▶ **Consegna scritta 1**
Trascrivi senza modifiche le righe dei record a partire da quella che contiene "Every instance of the patterned" e proseguendo fino alla fine dei record, estremi inclusi.

▶ **Estratto**
****

Dekker, Peterson e Test&Set in C
Tutti questi esempi hanno NPROC thread che svolgono un loop MAX volte sommando 1 ad ogni iterazione ad una variabile globale condivisa var;
Se tutto va bene il risultato finale deve essere NPROC*MAX.
Senza sezioni critiche
Partiamo dall'esempio *SENZA* sezioni critiche e quindi errato perhcé ha una race condition:
#include<stdio.h>
#include<stdint.h>
#include<pthread.h>
#include<unistd.h>
#define MAX 4000000
#define STEP 1000000
#define NPROC 4
volatile long val = 0;
void *codet(void *arg) {
uintptr_t id = (uintptr_t) arg;
int count;
for (count=0; count < MAX; count++) {
/* enter */
/* /enter */
val = val + 1;
if (count % STEP == 0)
printf("%d %ld\n",id,val);
/* exit */
/* /exit */
}
}
int main(int argc, char *argv[]) {
uintptr_t i;
pthread_t t[NPROC];
for (i=0; i<NPROC; i++)
pthread_create(&t[i], NULL, codet, (void *) i);
for (i=0; i<NPROC; i++)
pthread_join(t[i], NULL);
printf("%d %d\n",val,NPROC*MAX);
}
Test&Set
Ora proviamo con test&set (che viene fornito dal compilatore C)
#include<stdio.h>
#include<stdint.h>
#include<pthread.h>
#include<unistd.h>
#include<sched.h>
#define MAX 4000000
#define STEP 1000000
#define NPROC 4
volatile long val = 0;
volatile long lock = 0;
void *codet(void *arg) {
uintptr_t id = (uintptr_t) arg;
int count;
for (count=0; count < MAX; count++) {
/* enter */
while (__sync_lock_test_and_set(&lock,1))
/*sched_yield()*/;
/* /enter */
val = val + 1;
if (count % STEP == 0)
printf("%d %ld\n",id,val);
/* exit */
__sync_lock_release(&lock);
/* /exit */
}
}
int main(int argc, char *argv[]) {
uintptr_t i;
pthread_t t[NPROC];
for (i=0; i<NPROC; i++)
pthread_create(&t[i], NULL, codet, (void *) i);
for (i=0; i<NPROC; i++)
pthread_join(t[i], NULL);
printf("%d %d\n",val,NPROC*MAX);
}
questo funziona bene! (se si decommenta la chiamata (di system call) sched_yield() l'esecuzione è molto più veloce, perch%eacute;?)

****

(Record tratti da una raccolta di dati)
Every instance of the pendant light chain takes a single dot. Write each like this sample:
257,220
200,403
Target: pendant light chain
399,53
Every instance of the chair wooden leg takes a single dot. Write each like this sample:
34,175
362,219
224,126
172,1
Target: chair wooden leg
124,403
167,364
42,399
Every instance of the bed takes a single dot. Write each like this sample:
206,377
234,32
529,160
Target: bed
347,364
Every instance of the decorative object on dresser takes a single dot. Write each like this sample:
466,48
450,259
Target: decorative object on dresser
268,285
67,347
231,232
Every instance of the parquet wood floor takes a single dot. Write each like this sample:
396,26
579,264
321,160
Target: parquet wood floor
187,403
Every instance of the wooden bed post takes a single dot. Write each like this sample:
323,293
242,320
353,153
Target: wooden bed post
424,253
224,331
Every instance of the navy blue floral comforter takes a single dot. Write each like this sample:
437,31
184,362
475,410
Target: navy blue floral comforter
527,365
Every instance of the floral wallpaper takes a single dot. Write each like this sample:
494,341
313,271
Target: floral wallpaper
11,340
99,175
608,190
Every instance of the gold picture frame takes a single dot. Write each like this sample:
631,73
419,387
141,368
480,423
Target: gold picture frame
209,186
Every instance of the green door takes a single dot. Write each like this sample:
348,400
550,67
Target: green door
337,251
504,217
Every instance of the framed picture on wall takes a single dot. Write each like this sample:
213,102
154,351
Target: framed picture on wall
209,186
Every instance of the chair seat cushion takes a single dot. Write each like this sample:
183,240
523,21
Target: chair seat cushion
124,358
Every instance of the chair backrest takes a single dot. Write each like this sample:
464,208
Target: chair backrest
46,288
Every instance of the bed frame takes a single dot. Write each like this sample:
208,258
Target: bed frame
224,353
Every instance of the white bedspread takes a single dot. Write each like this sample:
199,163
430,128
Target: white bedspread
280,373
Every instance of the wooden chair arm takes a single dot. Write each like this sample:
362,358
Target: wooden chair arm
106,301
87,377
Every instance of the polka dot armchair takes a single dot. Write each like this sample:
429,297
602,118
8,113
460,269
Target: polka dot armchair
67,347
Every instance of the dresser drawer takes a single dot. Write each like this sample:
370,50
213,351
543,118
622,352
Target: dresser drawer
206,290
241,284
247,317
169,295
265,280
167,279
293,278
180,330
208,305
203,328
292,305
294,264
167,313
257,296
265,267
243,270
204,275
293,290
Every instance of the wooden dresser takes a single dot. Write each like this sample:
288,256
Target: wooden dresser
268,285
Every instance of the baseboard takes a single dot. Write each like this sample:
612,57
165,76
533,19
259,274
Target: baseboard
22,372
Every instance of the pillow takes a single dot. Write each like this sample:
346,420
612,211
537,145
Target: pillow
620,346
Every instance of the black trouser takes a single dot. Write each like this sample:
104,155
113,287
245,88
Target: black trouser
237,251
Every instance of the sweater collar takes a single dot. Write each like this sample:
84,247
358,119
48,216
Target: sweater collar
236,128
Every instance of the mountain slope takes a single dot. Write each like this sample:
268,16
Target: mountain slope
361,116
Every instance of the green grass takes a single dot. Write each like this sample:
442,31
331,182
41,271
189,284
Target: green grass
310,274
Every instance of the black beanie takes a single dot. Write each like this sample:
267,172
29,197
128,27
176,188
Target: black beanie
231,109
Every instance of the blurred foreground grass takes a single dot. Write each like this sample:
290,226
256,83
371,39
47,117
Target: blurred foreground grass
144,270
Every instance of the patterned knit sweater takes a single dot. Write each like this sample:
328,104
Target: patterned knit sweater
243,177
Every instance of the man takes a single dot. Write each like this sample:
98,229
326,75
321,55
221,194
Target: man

****

▶ **Consegna scritta 2**
Riprendi il testo su Dekker, Peterson e Test&Set in C dal punto in cui si interrompe.

▶ **Risposta 1**
Every instance of the patterned knit sweater takes a single dot. Write each like this sample:
328,104
Target: patterned knit sweater
243,177
Every instance of the man takes a single dot. Write each like this sample:
98,229
326,75
321,55
221,194
Target: man

▶ **Risposta 2**
Peterson
Proviamo con Peterson
#include<stdio.h>
#include<stdint.h>
#include<pthread.h>
#include<unistd.h>
#include<stdatomic.h>
#define MAX 4000000
#define STEP 1000000
#define NPROC 2
volatile long val = 0;
volatile long need[NPROC];
volatile long turn;
void *codet(void *arg) {
uintptr_t id = (uintptr_t) arg;
int count;
for (count=0; count < MAX; count++) {
/* enter */
need[id] = 1;
turn = 1 - id;
atomic_thread_fence(memory_order_seq_cst);
while (need[1 - id] && turn != id)
;
/* /enter */
val = val + 1;
if (count % STEP == 0)
printf("%d %ld\n",id,val);
/* exit */
need[id] = 0;
/* /exit */
}
}
int main(int argc, char *argv[]) {
uintptr_t i;
pthread_t t[NPROC];
for (i=0; i<NPROC; i++)
pthread_create(&t[i], NULL, codet, (void *) i);
for (i=0; i<NPROC; i++)
pthread_join(t[i], NULL);
printf("%d %d\n",val,NPROC*MAX);
}
La funzione di stdatomic.h "atomic_thread_fence(memory_order_seq_cst);" (che nella macchine Intel genera l'istuzione assembler "__asm__ __volatile__("mfence");") è necessaria per x86 multicore perché altrimenti le cache dei processori potrebbero non essere allineate.
Dekker
E ora Dekker.
#include<stdio.h>
#include<stdint.h>
#include<pthread.h>
#include<unistd.h>
#include<stdatomic.h>
#define MAX 4000000
#define STEP 1000000
#define NPROC 2
volatile long val = 0;
volatile long need[NPROC];
volatile long turn;
void *codet(void *arg) {
uintptr_t id = (uintptr_t) arg;
int count;
for (count=0; count < MAX; count++) {
/* enter */
need[id] = 1;
atomic_thread_fence(memory_order_seq_cst);
while (need[1 - id]) {
atomic_thread_fence(memory_order_seq_cst);
need[id] = 0;
while (need[1 - id] && turn != id)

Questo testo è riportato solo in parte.